(Rows from a dataset)
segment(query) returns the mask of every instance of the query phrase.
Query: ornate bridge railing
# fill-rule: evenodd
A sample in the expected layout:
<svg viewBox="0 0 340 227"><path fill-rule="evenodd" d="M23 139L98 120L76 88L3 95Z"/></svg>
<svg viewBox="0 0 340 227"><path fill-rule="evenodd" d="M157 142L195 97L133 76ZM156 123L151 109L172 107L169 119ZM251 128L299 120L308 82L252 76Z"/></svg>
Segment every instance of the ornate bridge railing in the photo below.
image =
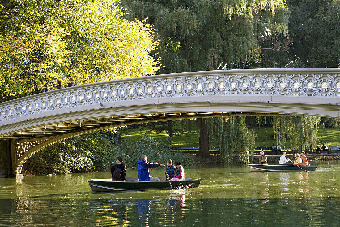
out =
<svg viewBox="0 0 340 227"><path fill-rule="evenodd" d="M340 96L340 69L256 69L138 77L56 90L0 103L2 124L107 102L215 95Z"/></svg>

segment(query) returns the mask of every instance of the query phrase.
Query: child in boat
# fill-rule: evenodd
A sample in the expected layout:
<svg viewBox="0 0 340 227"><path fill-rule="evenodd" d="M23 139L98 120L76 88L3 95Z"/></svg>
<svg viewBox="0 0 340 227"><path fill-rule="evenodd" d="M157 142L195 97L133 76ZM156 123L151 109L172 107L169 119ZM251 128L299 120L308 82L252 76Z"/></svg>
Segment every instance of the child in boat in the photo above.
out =
<svg viewBox="0 0 340 227"><path fill-rule="evenodd" d="M180 181L184 180L184 169L182 166L182 164L179 162L176 163L175 168L175 175L171 181Z"/></svg>
<svg viewBox="0 0 340 227"><path fill-rule="evenodd" d="M301 158L300 157L300 155L299 154L299 153L295 153L295 159L294 159L294 164L301 163L302 162L302 161L301 161ZM293 163L292 163L291 165L292 166L295 165Z"/></svg>
<svg viewBox="0 0 340 227"><path fill-rule="evenodd" d="M173 178L174 173L175 172L175 166L172 165L172 160L170 159L167 162L167 172L168 173L168 176L169 177L169 178L171 180ZM166 173L165 176L167 175Z"/></svg>

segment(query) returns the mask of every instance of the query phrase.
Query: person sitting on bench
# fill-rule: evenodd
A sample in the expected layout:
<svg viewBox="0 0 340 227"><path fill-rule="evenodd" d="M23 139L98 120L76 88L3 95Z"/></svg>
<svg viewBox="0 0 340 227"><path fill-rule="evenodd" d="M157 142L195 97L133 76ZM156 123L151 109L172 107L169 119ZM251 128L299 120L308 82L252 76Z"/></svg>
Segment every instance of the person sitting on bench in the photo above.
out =
<svg viewBox="0 0 340 227"><path fill-rule="evenodd" d="M290 164L289 163L286 163L289 162L289 158L286 158L286 155L287 155L287 153L286 153L285 151L284 151L282 152L282 155L280 157L280 161L278 162L278 164L281 166L290 166Z"/></svg>
<svg viewBox="0 0 340 227"><path fill-rule="evenodd" d="M280 147L280 145L277 145L277 147L276 148L276 150L277 150L277 152L280 152L280 154L282 154L282 150L281 149L281 148Z"/></svg>
<svg viewBox="0 0 340 227"><path fill-rule="evenodd" d="M324 143L323 145L322 146L322 151L327 151L328 152L328 154L330 153L330 152L329 152L329 149L328 149L328 148L327 147L327 146L326 146L326 144Z"/></svg>
<svg viewBox="0 0 340 227"><path fill-rule="evenodd" d="M275 144L273 145L273 147L272 147L272 149L273 149L273 150L272 150L272 151L273 151L274 152L275 152L275 153L276 154L276 155L277 155L277 149L276 149L276 147L275 146Z"/></svg>

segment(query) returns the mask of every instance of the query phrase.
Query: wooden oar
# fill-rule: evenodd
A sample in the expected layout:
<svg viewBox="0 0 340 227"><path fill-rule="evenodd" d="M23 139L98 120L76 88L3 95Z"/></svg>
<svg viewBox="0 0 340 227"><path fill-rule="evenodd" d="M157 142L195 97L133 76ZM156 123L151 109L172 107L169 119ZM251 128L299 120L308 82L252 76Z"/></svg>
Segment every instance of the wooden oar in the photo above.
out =
<svg viewBox="0 0 340 227"><path fill-rule="evenodd" d="M290 160L289 160L289 161L290 162L291 162L293 164L294 164L294 166L297 166L298 167L299 167L299 168L300 168L300 169L302 169L302 170L303 170L305 172L307 172L307 170L305 170L304 169L302 168L301 168L301 167L300 167L300 166L298 166L297 165L296 165L296 164L295 164L294 163L293 163Z"/></svg>
<svg viewBox="0 0 340 227"><path fill-rule="evenodd" d="M171 183L170 182L170 178L169 178L169 176L168 175L168 173L167 172L167 170L165 169L165 166L164 166L164 170L165 171L165 174L167 175L167 177L168 178L168 181L169 182L169 183L170 184L170 187L171 187L171 190L173 190L172 188L172 185L171 185Z"/></svg>

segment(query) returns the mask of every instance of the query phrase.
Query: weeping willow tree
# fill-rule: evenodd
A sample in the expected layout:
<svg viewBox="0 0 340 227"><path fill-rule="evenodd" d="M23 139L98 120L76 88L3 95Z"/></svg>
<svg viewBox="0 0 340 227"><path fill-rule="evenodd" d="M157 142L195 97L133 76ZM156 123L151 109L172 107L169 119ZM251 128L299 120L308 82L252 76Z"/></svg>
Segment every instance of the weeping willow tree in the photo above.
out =
<svg viewBox="0 0 340 227"><path fill-rule="evenodd" d="M233 163L236 152L240 162L248 163L250 152L254 156L255 136L246 126L245 117L231 117L227 120L215 118L207 121L210 142L220 148L221 162Z"/></svg>
<svg viewBox="0 0 340 227"><path fill-rule="evenodd" d="M156 56L160 57L163 65L158 73L243 68L256 63L258 65L261 59L260 43L267 40L275 42L277 40L274 37L288 33L290 13L284 0L125 0L121 2L128 9L127 16L146 18L156 29L160 41ZM212 120L218 124L223 121ZM236 135L240 137L234 140L239 141L240 145L249 145L249 137L243 136L247 134L243 120L239 123L231 120L226 123L228 131L223 135L227 136L228 132L238 132ZM210 156L207 129L212 128L209 121L207 124L204 119L197 120L200 128L198 154L205 157ZM220 128L224 128L224 125ZM242 150L245 155L246 152ZM232 160L228 155L223 160L226 163Z"/></svg>
<svg viewBox="0 0 340 227"><path fill-rule="evenodd" d="M320 118L308 116L273 117L274 135L278 143L285 146L290 139L292 147L304 151L311 145L315 148L318 124Z"/></svg>

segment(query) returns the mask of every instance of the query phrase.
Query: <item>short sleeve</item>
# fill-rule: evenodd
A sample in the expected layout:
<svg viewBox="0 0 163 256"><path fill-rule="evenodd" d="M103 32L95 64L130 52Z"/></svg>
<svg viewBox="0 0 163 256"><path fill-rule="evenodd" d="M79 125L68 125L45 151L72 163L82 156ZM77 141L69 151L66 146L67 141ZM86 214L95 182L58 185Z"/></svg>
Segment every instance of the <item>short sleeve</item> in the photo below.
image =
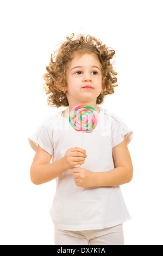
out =
<svg viewBox="0 0 163 256"><path fill-rule="evenodd" d="M52 156L54 152L52 133L52 127L49 123L46 123L41 125L36 133L28 138L32 148L36 151L38 145L39 145Z"/></svg>
<svg viewBox="0 0 163 256"><path fill-rule="evenodd" d="M111 123L112 147L114 147L124 140L126 135L127 144L131 141L133 131L130 129L123 121L116 116L112 115Z"/></svg>

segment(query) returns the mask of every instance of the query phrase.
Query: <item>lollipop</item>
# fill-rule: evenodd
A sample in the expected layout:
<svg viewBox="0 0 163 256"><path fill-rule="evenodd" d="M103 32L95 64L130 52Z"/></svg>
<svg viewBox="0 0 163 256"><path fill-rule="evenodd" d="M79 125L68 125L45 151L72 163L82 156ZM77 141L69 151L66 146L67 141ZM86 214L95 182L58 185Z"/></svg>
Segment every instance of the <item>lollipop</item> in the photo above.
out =
<svg viewBox="0 0 163 256"><path fill-rule="evenodd" d="M83 132L82 148L83 147L84 132L92 133L97 124L98 120L97 112L89 105L77 105L70 112L69 122L71 126L76 130Z"/></svg>
<svg viewBox="0 0 163 256"><path fill-rule="evenodd" d="M97 126L98 120L97 112L89 105L77 105L69 115L71 126L78 132L92 133Z"/></svg>

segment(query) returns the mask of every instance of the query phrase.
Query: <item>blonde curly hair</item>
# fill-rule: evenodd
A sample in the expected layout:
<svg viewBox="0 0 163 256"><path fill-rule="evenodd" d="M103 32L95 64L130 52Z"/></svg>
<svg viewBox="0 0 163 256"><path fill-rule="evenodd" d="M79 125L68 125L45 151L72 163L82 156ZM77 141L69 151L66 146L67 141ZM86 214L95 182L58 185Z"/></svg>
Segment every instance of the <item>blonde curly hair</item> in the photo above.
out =
<svg viewBox="0 0 163 256"><path fill-rule="evenodd" d="M113 69L112 64L110 63L115 51L112 48L103 45L99 39L90 35L84 37L80 34L77 39L72 40L74 36L74 34L72 34L70 37L66 37L67 41L61 44L59 49L54 51L53 57L51 55L49 65L46 67L47 73L43 76L45 81L43 89L46 94L49 94L47 98L49 106L57 108L68 106L63 87L67 88L66 69L77 52L96 55L101 64L102 76L105 79L105 88L97 98L97 104L102 104L106 95L114 93L114 87L117 86L116 84L117 73Z"/></svg>

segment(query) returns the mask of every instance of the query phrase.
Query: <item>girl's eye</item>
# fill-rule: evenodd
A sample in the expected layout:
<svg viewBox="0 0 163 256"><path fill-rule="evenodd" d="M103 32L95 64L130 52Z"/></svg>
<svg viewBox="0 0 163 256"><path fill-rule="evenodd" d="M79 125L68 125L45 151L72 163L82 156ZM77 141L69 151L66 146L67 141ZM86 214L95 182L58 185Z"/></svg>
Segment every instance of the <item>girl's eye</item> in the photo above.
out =
<svg viewBox="0 0 163 256"><path fill-rule="evenodd" d="M93 73L93 75L97 75L98 72L97 71L92 71L92 73Z"/></svg>

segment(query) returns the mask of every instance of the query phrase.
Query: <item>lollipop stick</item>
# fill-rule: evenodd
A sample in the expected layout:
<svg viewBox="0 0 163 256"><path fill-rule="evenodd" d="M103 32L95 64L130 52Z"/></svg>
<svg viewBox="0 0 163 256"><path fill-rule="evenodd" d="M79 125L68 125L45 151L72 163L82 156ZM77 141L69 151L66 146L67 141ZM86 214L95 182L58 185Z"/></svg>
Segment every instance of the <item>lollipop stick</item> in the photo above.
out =
<svg viewBox="0 0 163 256"><path fill-rule="evenodd" d="M82 148L83 148L84 136L84 132L82 131ZM81 164L80 164L80 166L81 166Z"/></svg>

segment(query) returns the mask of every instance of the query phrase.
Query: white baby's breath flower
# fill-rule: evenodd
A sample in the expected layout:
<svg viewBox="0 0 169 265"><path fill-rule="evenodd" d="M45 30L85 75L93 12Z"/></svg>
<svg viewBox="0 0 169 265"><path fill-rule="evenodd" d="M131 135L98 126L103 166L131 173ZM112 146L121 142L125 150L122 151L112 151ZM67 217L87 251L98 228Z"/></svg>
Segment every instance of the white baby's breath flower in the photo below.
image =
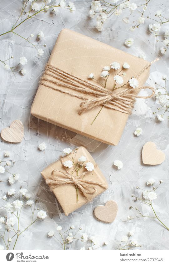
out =
<svg viewBox="0 0 169 265"><path fill-rule="evenodd" d="M71 13L74 13L76 10L76 7L74 3L72 2L69 2L69 3L70 12Z"/></svg>
<svg viewBox="0 0 169 265"><path fill-rule="evenodd" d="M138 127L136 128L135 131L134 131L134 133L135 135L136 135L137 136L139 136L142 134L142 128Z"/></svg>
<svg viewBox="0 0 169 265"><path fill-rule="evenodd" d="M157 10L156 11L155 13L155 15L157 15L157 16L158 16L159 17L161 16L162 13L162 10Z"/></svg>
<svg viewBox="0 0 169 265"><path fill-rule="evenodd" d="M6 224L9 226L13 226L16 223L16 222L13 217L10 217L7 219Z"/></svg>
<svg viewBox="0 0 169 265"><path fill-rule="evenodd" d="M100 76L101 77L105 77L109 74L108 71L103 71L100 74Z"/></svg>
<svg viewBox="0 0 169 265"><path fill-rule="evenodd" d="M6 195L4 195L3 196L2 196L2 199L4 200L4 201L6 201L7 199L7 196Z"/></svg>
<svg viewBox="0 0 169 265"><path fill-rule="evenodd" d="M15 194L16 190L15 189L9 189L7 192L7 195L8 196L13 195Z"/></svg>
<svg viewBox="0 0 169 265"><path fill-rule="evenodd" d="M117 62L113 62L110 64L110 67L112 69L117 70L120 68L120 65Z"/></svg>
<svg viewBox="0 0 169 265"><path fill-rule="evenodd" d="M46 145L45 143L43 142L39 145L38 148L40 151L44 151L46 150Z"/></svg>
<svg viewBox="0 0 169 265"><path fill-rule="evenodd" d="M71 243L72 242L73 242L73 237L72 236L68 236L66 238L66 240L69 244L70 244L70 243Z"/></svg>
<svg viewBox="0 0 169 265"><path fill-rule="evenodd" d="M22 65L24 65L25 64L27 64L27 60L26 57L24 56L22 56L19 58L19 63Z"/></svg>
<svg viewBox="0 0 169 265"><path fill-rule="evenodd" d="M88 78L89 79L93 79L93 78L94 78L94 74L93 73L91 73L91 74L89 75L88 76Z"/></svg>
<svg viewBox="0 0 169 265"><path fill-rule="evenodd" d="M4 167L0 166L0 174L3 174L5 172L5 169Z"/></svg>
<svg viewBox="0 0 169 265"><path fill-rule="evenodd" d="M4 217L0 217L0 223L4 223L5 220Z"/></svg>
<svg viewBox="0 0 169 265"><path fill-rule="evenodd" d="M160 30L161 28L160 24L157 22L153 24L151 23L148 26L148 28L150 32L157 32Z"/></svg>
<svg viewBox="0 0 169 265"><path fill-rule="evenodd" d="M34 202L32 200L28 200L26 203L26 205L28 205L29 206L31 206L32 204L34 203Z"/></svg>
<svg viewBox="0 0 169 265"><path fill-rule="evenodd" d="M88 236L86 233L83 233L81 237L82 242L86 242L88 240Z"/></svg>
<svg viewBox="0 0 169 265"><path fill-rule="evenodd" d="M113 13L115 16L119 16L122 13L122 10L121 9L116 9Z"/></svg>
<svg viewBox="0 0 169 265"><path fill-rule="evenodd" d="M69 168L71 168L73 166L73 162L71 160L67 160L63 164L65 167Z"/></svg>
<svg viewBox="0 0 169 265"><path fill-rule="evenodd" d="M37 49L37 54L39 56L42 56L44 54L44 51L41 48L40 48Z"/></svg>
<svg viewBox="0 0 169 265"><path fill-rule="evenodd" d="M56 230L57 230L58 231L60 231L60 230L61 230L62 229L62 227L61 226L60 226L60 225L58 225L56 228Z"/></svg>
<svg viewBox="0 0 169 265"><path fill-rule="evenodd" d="M87 158L84 155L81 155L81 156L78 159L78 161L79 162L85 162L87 160Z"/></svg>
<svg viewBox="0 0 169 265"><path fill-rule="evenodd" d="M165 39L163 41L163 43L166 46L168 46L169 45L169 40L167 40L167 39Z"/></svg>
<svg viewBox="0 0 169 265"><path fill-rule="evenodd" d="M124 69L129 69L130 65L127 62L125 62L123 64L123 67Z"/></svg>
<svg viewBox="0 0 169 265"><path fill-rule="evenodd" d="M163 115L157 115L157 118L158 120L160 121L162 121L163 120L164 120L164 119L163 118Z"/></svg>
<svg viewBox="0 0 169 265"><path fill-rule="evenodd" d="M123 166L123 164L120 160L115 160L114 162L114 164L117 167L118 169L121 169Z"/></svg>
<svg viewBox="0 0 169 265"><path fill-rule="evenodd" d="M63 152L66 155L69 155L71 153L72 153L72 149L71 148L65 148L63 149Z"/></svg>
<svg viewBox="0 0 169 265"><path fill-rule="evenodd" d="M6 64L4 66L4 68L6 70L9 70L10 66L8 64Z"/></svg>
<svg viewBox="0 0 169 265"><path fill-rule="evenodd" d="M160 52L163 55L164 55L166 53L166 48L164 47L161 47L160 48Z"/></svg>
<svg viewBox="0 0 169 265"><path fill-rule="evenodd" d="M13 202L13 205L16 209L19 209L23 205L23 202L19 200L16 200Z"/></svg>
<svg viewBox="0 0 169 265"><path fill-rule="evenodd" d="M131 13L133 12L135 10L136 10L137 8L137 5L135 3L129 3L128 8Z"/></svg>
<svg viewBox="0 0 169 265"><path fill-rule="evenodd" d="M166 39L169 38L169 29L167 29L164 32L164 37Z"/></svg>
<svg viewBox="0 0 169 265"><path fill-rule="evenodd" d="M136 78L131 78L128 80L130 86L133 88L138 86L138 82Z"/></svg>
<svg viewBox="0 0 169 265"><path fill-rule="evenodd" d="M31 6L32 9L35 11L40 11L41 10L41 5L36 2L34 2Z"/></svg>
<svg viewBox="0 0 169 265"><path fill-rule="evenodd" d="M3 154L3 155L5 157L9 157L10 156L10 152L8 151L6 151Z"/></svg>
<svg viewBox="0 0 169 265"><path fill-rule="evenodd" d="M147 185L152 185L155 182L155 180L153 179L149 179L147 182Z"/></svg>
<svg viewBox="0 0 169 265"><path fill-rule="evenodd" d="M134 44L134 40L132 38L129 38L126 40L124 44L127 47L131 47Z"/></svg>
<svg viewBox="0 0 169 265"><path fill-rule="evenodd" d="M134 233L133 231L130 231L128 233L130 237L132 237L134 235Z"/></svg>
<svg viewBox="0 0 169 265"><path fill-rule="evenodd" d="M22 69L21 69L20 72L21 72L21 73L22 74L22 75L24 76L26 73L27 70L25 68L22 68Z"/></svg>
<svg viewBox="0 0 169 265"><path fill-rule="evenodd" d="M104 66L103 69L103 71L109 71L110 70L110 66Z"/></svg>
<svg viewBox="0 0 169 265"><path fill-rule="evenodd" d="M127 236L125 236L124 237L123 237L122 239L122 242L127 242L128 241L128 237Z"/></svg>
<svg viewBox="0 0 169 265"><path fill-rule="evenodd" d="M122 85L123 82L123 79L122 76L118 75L114 76L113 78L116 82L119 85Z"/></svg>
<svg viewBox="0 0 169 265"><path fill-rule="evenodd" d="M37 213L38 218L40 219L44 219L47 216L46 213L43 210L40 210Z"/></svg>
<svg viewBox="0 0 169 265"><path fill-rule="evenodd" d="M89 14L91 18L93 18L94 17L94 10L90 10L89 12Z"/></svg>
<svg viewBox="0 0 169 265"><path fill-rule="evenodd" d="M43 31L40 31L39 33L38 33L37 35L37 37L39 40L42 40L44 36L45 36L44 35L44 33Z"/></svg>
<svg viewBox="0 0 169 265"><path fill-rule="evenodd" d="M22 196L25 196L27 192L28 191L28 190L26 189L21 189L19 191Z"/></svg>
<svg viewBox="0 0 169 265"><path fill-rule="evenodd" d="M54 232L54 231L50 231L49 232L48 234L47 234L49 238L51 238L52 237L53 237L53 236L54 235L54 233L55 232Z"/></svg>
<svg viewBox="0 0 169 265"><path fill-rule="evenodd" d="M9 213L13 213L15 209L13 205L9 203L7 203L5 204L3 206L3 209Z"/></svg>
<svg viewBox="0 0 169 265"><path fill-rule="evenodd" d="M131 216L130 215L128 215L127 216L127 218L129 220L131 220L132 219L132 216Z"/></svg>
<svg viewBox="0 0 169 265"><path fill-rule="evenodd" d="M88 162L85 166L86 168L88 171L93 171L94 169L94 165L91 162Z"/></svg>
<svg viewBox="0 0 169 265"><path fill-rule="evenodd" d="M139 18L138 22L139 24L143 24L145 21L145 17L140 17Z"/></svg>
<svg viewBox="0 0 169 265"><path fill-rule="evenodd" d="M11 165L11 162L10 161L6 161L6 165L8 167L10 166Z"/></svg>

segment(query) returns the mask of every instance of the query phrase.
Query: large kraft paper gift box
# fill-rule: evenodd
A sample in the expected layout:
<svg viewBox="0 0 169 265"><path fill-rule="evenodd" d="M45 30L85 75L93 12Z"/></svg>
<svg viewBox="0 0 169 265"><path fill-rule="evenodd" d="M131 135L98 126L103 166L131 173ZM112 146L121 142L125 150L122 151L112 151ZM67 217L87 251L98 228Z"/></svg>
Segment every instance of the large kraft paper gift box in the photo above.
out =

[Short problem] Output every line of the records above, from the first line through the line containing "178L174 173L175 172L175", inclusive, as a JSON list of strings with one string per line and blank lines omitted. Leave the pictures out.

[Full solution]
[
  "segment(query) returns the mask of every instance of the query phrase.",
  "Query: ornate bridge railing",
  "# fill-rule: evenodd",
  "A sample in the expected layout:",
  "<svg viewBox=\"0 0 340 227\"><path fill-rule=\"evenodd\" d=\"M23 139L98 120L76 88L3 95Z\"/></svg>",
  "<svg viewBox=\"0 0 340 227\"><path fill-rule=\"evenodd\" d=\"M157 142L195 97L133 76ZM156 123L151 109L172 107L169 119ZM251 128L299 120L308 82L252 76Z\"/></svg>",
  "Segment every instance of the ornate bridge railing in the photo below.",
  "image =",
  "out =",
  "<svg viewBox=\"0 0 340 227\"><path fill-rule=\"evenodd\" d=\"M340 96L340 69L256 69L138 77L56 90L0 103L2 124L107 102L215 95Z\"/></svg>",
  "segment(query) returns the mask of every instance of the query phrase.",
  "Query: child in boat",
  "# fill-rule: evenodd",
  "A sample in the expected layout:",
  "<svg viewBox=\"0 0 340 227\"><path fill-rule=\"evenodd\" d=\"M23 139L98 120L76 88L3 95Z\"/></svg>",
  "<svg viewBox=\"0 0 340 227\"><path fill-rule=\"evenodd\" d=\"M157 142L195 97L133 76ZM156 123L151 109L172 107L169 119ZM251 128L299 120L308 82L252 76Z\"/></svg>",
  "Segment every instance of the child in boat in the photo above.",
  "out =",
  "<svg viewBox=\"0 0 340 227\"><path fill-rule=\"evenodd\" d=\"M180 181L184 180L184 169L182 166L182 164L179 162L176 163L175 168L175 175L171 181Z\"/></svg>",
  "<svg viewBox=\"0 0 340 227\"><path fill-rule=\"evenodd\" d=\"M301 158L300 157L300 155L299 154L299 153L295 153L295 159L294 159L294 164L301 163L302 162L302 161L301 161ZM293 163L292 163L291 165L292 166L295 165Z\"/></svg>",
  "<svg viewBox=\"0 0 340 227\"><path fill-rule=\"evenodd\" d=\"M173 178L174 173L175 172L175 166L172 165L172 160L170 159L167 162L167 172L168 173L168 176L169 177L169 178L171 180ZM166 173L165 176L167 175Z\"/></svg>"
]